__Task to carry out__: Please find each line in the entries below that contains the word "jeans", and copy those lines out.

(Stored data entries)
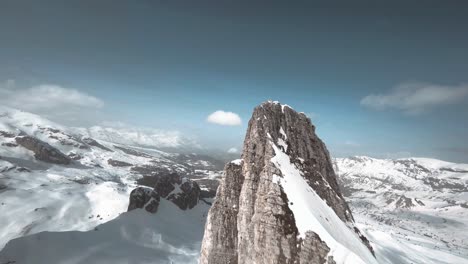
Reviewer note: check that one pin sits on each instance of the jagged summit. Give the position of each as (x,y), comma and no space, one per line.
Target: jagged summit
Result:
(281,203)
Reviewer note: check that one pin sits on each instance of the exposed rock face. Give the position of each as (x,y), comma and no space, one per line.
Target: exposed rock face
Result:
(181,191)
(251,220)
(43,151)
(146,198)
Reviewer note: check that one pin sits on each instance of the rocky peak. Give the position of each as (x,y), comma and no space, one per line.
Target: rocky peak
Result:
(181,191)
(281,203)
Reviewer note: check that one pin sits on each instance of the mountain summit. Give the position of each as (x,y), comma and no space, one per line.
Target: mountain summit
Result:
(281,202)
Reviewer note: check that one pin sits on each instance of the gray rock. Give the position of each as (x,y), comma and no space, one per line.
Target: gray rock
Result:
(181,191)
(118,163)
(250,220)
(142,197)
(42,150)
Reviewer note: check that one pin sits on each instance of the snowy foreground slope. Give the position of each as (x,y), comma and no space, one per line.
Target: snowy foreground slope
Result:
(412,210)
(56,178)
(170,236)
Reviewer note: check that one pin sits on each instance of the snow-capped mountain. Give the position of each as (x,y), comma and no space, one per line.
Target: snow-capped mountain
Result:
(57,178)
(413,210)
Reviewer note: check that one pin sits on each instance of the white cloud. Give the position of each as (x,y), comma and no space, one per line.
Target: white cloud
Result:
(65,105)
(224,118)
(416,98)
(233,151)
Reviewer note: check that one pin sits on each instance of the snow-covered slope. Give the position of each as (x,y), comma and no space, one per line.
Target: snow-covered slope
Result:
(313,214)
(90,185)
(169,236)
(413,210)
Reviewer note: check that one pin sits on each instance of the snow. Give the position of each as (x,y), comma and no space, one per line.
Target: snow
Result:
(432,232)
(77,197)
(237,161)
(169,236)
(313,214)
(283,133)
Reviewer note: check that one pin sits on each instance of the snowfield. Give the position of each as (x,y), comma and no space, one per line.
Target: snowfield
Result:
(169,236)
(412,210)
(313,214)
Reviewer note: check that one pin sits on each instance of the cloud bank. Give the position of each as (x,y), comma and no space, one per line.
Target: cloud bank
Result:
(224,118)
(416,98)
(60,104)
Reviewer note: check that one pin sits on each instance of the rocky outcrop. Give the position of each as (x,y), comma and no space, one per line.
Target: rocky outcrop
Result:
(42,150)
(181,191)
(142,197)
(251,220)
(118,163)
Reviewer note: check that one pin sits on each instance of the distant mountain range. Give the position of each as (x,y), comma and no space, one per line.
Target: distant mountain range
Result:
(55,179)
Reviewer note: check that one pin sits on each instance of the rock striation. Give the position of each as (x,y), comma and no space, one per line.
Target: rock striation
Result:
(253,218)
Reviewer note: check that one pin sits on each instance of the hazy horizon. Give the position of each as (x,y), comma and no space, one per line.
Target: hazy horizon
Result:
(383,79)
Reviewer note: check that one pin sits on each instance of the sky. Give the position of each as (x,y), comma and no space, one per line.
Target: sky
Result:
(382,79)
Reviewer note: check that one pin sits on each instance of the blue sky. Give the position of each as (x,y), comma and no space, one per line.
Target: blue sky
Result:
(170,64)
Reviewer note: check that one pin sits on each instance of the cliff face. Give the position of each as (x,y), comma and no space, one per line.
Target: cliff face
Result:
(281,203)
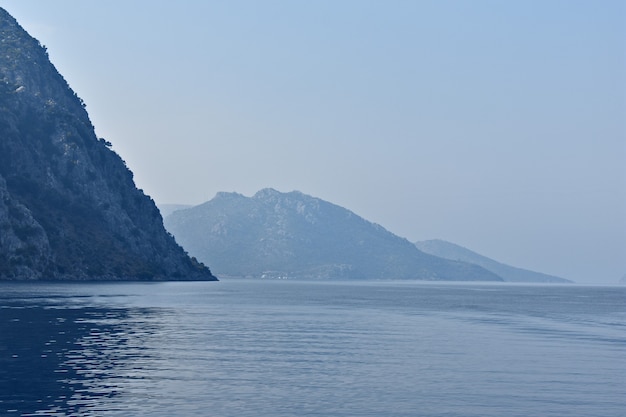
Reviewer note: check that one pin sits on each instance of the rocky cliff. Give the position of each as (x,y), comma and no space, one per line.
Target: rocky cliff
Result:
(69,208)
(293,235)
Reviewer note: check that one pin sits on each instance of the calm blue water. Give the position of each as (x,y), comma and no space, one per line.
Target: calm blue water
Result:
(284,348)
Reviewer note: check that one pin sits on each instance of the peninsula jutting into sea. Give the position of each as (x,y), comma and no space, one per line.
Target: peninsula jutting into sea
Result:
(69,208)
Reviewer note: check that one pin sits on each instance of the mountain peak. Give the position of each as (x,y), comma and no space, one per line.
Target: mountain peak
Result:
(274,234)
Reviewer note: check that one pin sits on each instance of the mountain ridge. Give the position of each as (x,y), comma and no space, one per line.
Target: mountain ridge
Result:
(449,250)
(69,207)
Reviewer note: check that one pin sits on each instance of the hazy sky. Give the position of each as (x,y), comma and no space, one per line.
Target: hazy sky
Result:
(497,125)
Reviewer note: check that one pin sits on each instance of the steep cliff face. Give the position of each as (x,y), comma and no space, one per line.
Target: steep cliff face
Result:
(69,208)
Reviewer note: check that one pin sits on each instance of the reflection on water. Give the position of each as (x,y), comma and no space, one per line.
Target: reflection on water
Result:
(284,349)
(66,359)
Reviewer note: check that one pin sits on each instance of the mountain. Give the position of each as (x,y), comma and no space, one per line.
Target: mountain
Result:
(69,208)
(293,235)
(451,251)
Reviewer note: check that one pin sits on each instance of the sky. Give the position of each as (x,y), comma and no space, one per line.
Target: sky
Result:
(497,125)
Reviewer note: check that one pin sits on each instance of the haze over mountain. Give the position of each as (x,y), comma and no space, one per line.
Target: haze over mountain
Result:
(293,235)
(69,208)
(455,252)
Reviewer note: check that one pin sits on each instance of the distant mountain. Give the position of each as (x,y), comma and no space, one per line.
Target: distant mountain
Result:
(293,235)
(455,252)
(69,208)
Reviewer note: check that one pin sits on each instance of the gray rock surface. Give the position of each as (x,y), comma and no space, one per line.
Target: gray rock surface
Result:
(69,208)
(293,235)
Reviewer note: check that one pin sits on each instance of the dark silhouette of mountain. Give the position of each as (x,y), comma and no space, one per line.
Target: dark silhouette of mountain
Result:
(455,252)
(292,235)
(69,208)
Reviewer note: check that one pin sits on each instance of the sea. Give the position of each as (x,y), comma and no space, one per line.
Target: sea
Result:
(291,348)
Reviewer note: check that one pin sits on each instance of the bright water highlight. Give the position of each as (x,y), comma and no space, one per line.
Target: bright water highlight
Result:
(286,348)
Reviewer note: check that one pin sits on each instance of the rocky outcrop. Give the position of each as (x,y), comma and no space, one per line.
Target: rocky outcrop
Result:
(69,208)
(293,235)
(509,273)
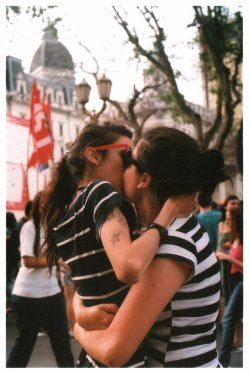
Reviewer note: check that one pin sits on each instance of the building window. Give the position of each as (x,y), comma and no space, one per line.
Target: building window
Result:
(61,129)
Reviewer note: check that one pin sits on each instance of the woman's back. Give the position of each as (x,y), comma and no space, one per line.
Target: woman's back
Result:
(187,325)
(33,282)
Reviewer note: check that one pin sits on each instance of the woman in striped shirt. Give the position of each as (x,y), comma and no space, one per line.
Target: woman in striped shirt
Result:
(89,224)
(172,310)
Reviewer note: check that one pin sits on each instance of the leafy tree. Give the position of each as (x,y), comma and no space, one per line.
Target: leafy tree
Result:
(220,40)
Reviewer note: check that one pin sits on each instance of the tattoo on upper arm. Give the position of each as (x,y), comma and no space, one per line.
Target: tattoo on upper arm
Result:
(115,238)
(117,215)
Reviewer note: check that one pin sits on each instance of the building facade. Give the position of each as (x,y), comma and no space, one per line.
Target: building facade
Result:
(53,69)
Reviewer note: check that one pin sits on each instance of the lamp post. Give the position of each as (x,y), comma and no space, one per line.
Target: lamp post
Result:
(83,91)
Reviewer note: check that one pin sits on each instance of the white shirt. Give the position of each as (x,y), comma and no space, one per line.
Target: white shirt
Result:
(33,282)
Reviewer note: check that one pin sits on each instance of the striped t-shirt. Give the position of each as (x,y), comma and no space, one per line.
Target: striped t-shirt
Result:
(77,237)
(184,335)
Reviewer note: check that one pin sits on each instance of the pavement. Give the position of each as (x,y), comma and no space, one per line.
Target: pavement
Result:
(42,355)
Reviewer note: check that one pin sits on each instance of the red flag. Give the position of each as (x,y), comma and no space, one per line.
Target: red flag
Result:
(40,121)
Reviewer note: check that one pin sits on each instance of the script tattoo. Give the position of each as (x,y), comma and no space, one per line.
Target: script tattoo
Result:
(119,217)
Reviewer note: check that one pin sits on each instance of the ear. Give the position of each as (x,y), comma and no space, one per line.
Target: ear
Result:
(92,156)
(145,181)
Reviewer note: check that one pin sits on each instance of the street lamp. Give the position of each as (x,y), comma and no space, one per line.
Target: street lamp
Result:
(83,91)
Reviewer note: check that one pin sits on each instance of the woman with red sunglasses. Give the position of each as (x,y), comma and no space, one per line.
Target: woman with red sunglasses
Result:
(89,224)
(172,310)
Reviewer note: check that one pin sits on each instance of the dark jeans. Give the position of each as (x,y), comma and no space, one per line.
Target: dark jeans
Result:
(233,314)
(33,314)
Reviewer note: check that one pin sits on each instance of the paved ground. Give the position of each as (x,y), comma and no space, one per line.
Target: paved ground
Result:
(42,355)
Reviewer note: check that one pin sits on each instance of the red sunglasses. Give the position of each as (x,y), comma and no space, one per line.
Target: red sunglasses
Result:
(112,146)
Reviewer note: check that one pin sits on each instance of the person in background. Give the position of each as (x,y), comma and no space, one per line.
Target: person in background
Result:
(12,257)
(209,218)
(24,219)
(173,308)
(234,310)
(37,298)
(83,196)
(230,208)
(69,289)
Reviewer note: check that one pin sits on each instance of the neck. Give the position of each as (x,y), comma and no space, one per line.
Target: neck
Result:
(205,209)
(147,209)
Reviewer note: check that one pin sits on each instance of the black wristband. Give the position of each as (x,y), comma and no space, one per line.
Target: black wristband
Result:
(160,228)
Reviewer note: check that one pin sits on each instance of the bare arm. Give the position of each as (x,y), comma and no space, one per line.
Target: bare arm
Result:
(224,256)
(143,304)
(95,317)
(33,262)
(130,259)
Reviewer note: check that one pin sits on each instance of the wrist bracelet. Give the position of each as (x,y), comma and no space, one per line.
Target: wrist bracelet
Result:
(160,228)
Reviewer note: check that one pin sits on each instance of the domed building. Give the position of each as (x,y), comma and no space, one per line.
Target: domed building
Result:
(53,69)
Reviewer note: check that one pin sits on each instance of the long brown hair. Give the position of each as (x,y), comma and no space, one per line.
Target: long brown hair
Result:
(66,175)
(177,164)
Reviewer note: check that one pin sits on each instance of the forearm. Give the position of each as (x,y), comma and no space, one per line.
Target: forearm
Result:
(145,301)
(33,262)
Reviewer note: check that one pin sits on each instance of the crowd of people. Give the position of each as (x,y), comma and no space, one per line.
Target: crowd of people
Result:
(79,268)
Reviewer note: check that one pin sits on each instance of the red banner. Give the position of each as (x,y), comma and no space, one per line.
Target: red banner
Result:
(40,129)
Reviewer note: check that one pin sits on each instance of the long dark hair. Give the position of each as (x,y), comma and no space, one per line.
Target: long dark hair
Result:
(66,175)
(177,164)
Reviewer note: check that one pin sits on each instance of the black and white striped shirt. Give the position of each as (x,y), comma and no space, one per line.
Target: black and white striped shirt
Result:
(184,335)
(77,237)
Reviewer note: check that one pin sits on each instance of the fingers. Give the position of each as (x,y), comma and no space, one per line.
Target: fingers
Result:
(109,307)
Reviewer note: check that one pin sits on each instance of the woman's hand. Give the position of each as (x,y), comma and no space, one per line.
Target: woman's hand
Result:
(95,317)
(176,207)
(222,256)
(183,205)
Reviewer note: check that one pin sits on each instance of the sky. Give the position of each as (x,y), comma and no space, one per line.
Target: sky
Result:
(93,25)
(90,22)
(95,28)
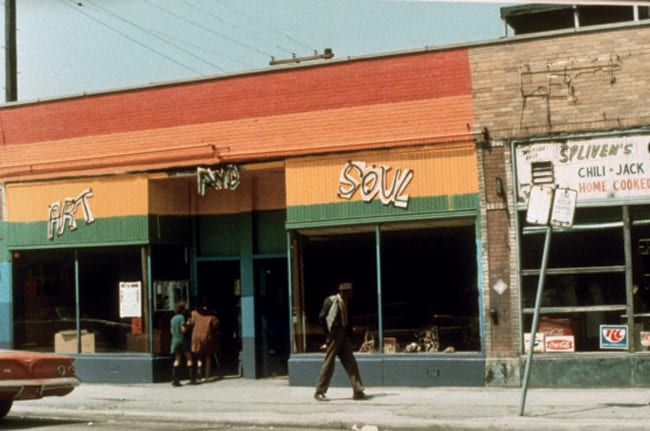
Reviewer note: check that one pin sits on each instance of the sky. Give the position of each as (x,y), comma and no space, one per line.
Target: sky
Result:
(69,47)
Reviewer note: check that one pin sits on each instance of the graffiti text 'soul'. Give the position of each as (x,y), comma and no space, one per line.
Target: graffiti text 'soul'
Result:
(60,215)
(373,181)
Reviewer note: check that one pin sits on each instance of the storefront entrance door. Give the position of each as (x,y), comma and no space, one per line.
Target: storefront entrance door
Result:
(219,284)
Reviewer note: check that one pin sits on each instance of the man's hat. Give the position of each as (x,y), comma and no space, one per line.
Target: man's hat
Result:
(345,286)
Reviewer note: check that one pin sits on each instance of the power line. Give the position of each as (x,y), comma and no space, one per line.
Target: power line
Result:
(265,25)
(137,26)
(209,30)
(87,15)
(203,48)
(203,10)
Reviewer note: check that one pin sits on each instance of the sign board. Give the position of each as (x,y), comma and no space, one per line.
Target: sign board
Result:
(130,299)
(564,207)
(600,169)
(613,337)
(560,343)
(539,205)
(539,342)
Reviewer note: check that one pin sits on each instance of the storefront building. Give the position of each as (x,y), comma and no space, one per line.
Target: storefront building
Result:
(407,174)
(563,116)
(259,192)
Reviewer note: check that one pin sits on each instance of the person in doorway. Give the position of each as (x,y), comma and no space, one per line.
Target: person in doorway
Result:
(205,339)
(179,344)
(334,318)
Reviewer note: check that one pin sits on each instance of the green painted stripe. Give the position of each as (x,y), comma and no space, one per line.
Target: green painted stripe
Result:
(373,212)
(106,231)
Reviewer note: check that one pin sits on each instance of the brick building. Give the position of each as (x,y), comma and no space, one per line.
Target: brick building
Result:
(407,174)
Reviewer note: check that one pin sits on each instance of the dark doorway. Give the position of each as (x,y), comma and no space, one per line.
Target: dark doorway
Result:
(272,316)
(219,284)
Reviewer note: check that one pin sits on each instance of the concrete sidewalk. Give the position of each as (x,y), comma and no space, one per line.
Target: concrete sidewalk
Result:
(272,402)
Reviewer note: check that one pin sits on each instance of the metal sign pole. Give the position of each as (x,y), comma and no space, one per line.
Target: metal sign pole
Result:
(533,330)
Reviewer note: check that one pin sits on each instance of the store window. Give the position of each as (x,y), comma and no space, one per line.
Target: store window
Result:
(43,295)
(113,317)
(109,296)
(415,286)
(586,279)
(429,290)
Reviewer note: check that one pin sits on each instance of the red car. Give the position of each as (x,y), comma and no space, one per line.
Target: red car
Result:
(31,375)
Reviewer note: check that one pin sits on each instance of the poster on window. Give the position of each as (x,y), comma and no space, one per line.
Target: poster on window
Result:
(130,299)
(168,293)
(607,169)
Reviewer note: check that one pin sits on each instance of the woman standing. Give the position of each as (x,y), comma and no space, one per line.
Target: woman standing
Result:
(205,339)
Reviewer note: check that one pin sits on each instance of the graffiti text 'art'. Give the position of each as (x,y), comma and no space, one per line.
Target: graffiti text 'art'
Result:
(60,215)
(373,181)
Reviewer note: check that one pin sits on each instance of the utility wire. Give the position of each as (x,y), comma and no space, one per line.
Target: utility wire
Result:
(265,25)
(79,10)
(202,48)
(217,17)
(180,48)
(208,29)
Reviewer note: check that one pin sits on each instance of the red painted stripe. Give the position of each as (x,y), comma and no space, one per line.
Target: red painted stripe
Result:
(346,84)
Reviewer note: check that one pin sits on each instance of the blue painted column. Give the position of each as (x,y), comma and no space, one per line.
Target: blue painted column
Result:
(6,306)
(249,342)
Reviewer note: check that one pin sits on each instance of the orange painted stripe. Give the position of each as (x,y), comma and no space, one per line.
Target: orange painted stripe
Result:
(111,197)
(438,170)
(345,84)
(343,129)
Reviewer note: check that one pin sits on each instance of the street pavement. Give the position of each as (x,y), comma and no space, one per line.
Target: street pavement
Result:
(272,403)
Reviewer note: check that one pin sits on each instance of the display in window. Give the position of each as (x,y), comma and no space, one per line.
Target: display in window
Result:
(130,299)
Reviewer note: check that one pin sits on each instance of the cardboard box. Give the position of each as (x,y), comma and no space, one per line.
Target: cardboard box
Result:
(66,341)
(560,343)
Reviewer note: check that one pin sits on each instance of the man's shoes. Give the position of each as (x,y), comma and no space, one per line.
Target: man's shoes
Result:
(359,396)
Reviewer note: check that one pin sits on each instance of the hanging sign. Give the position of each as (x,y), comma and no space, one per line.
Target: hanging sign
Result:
(539,205)
(606,169)
(564,207)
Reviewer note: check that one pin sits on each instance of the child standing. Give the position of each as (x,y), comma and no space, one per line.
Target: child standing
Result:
(179,345)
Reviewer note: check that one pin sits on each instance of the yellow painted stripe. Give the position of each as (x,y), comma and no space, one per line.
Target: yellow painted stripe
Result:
(111,197)
(448,169)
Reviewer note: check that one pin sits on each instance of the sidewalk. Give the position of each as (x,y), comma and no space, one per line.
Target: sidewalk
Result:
(272,402)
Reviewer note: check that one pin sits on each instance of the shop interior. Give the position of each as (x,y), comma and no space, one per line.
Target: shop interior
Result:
(422,296)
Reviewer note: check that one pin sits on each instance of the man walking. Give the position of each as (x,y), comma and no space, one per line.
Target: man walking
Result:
(334,318)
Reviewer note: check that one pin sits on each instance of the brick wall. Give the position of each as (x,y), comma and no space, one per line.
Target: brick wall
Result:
(579,81)
(538,86)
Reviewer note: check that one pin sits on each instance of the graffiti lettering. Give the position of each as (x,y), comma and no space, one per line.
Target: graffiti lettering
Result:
(227,178)
(372,181)
(61,215)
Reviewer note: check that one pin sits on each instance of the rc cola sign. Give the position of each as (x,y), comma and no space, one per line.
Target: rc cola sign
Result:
(613,337)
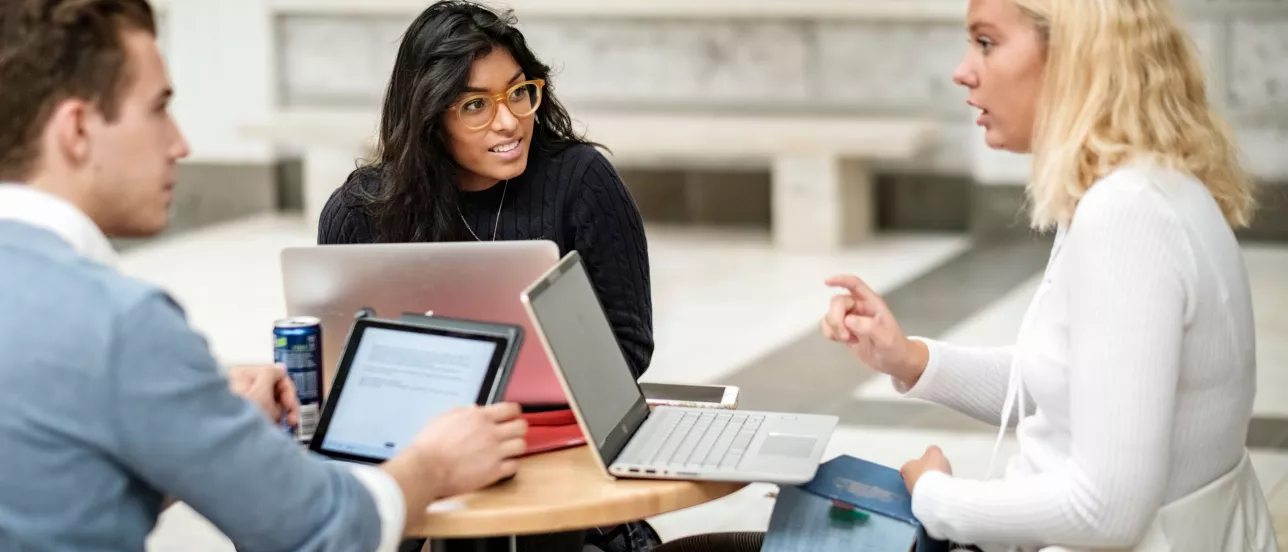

__Result of this task__:
Reviewer note: check that one pin sits on each instance of the dark jeans. Give the position of each as (x,y), comma and no space, one per line.
Target: dark jeans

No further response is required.